### [Do this]
In the records below, find the line containing "Expected: for the gravel", then extract that line and all subsequent lines exactly, leaving out everything else.

## BEGIN Supplied material

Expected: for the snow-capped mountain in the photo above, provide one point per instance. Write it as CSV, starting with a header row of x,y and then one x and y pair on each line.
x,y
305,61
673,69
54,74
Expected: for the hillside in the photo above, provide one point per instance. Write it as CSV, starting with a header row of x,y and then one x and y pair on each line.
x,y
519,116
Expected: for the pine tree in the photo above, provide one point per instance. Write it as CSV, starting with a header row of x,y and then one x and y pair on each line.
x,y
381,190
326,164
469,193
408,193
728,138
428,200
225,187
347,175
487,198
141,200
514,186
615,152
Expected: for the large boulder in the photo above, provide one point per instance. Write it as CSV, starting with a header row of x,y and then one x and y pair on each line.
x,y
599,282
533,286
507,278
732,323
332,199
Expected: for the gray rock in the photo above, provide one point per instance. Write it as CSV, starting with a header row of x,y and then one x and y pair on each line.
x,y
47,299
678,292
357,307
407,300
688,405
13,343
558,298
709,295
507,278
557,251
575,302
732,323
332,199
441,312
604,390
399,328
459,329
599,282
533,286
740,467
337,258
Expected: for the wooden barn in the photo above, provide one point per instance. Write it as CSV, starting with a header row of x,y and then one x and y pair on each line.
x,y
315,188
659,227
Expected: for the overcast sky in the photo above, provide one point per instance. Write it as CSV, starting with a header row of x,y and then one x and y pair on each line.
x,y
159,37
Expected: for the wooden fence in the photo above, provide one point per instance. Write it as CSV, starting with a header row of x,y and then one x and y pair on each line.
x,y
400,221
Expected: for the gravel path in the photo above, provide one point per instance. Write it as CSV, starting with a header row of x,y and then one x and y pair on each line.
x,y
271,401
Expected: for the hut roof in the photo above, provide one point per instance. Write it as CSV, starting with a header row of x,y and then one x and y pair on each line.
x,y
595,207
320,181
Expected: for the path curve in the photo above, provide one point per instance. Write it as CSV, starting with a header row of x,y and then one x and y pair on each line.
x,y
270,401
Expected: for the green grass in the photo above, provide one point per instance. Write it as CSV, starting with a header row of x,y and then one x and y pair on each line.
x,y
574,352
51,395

## END Supplied material

### [Written answer]
Expected: for the gravel path in the photo above, provide one point per instance. Write it as CSV, starting with a header row of x,y and then one x and y pair on each line.
x,y
271,401
Expected: for the hut roof in the photo above, provide one point per instance. Write it as CSV, starting with a header row of x,y and then one x and y pair on each line.
x,y
595,207
320,181
Expected: for the path curve in the photo above, provide one point per instance. Write it as CSV, starting with a header row of x,y and then one x and y pair on each line.
x,y
270,401
Expected: for the green grass in the photo above, provide one point per instance. Write it as CSV, starting with a header row of x,y and then one x and y pair on each line.
x,y
574,352
51,395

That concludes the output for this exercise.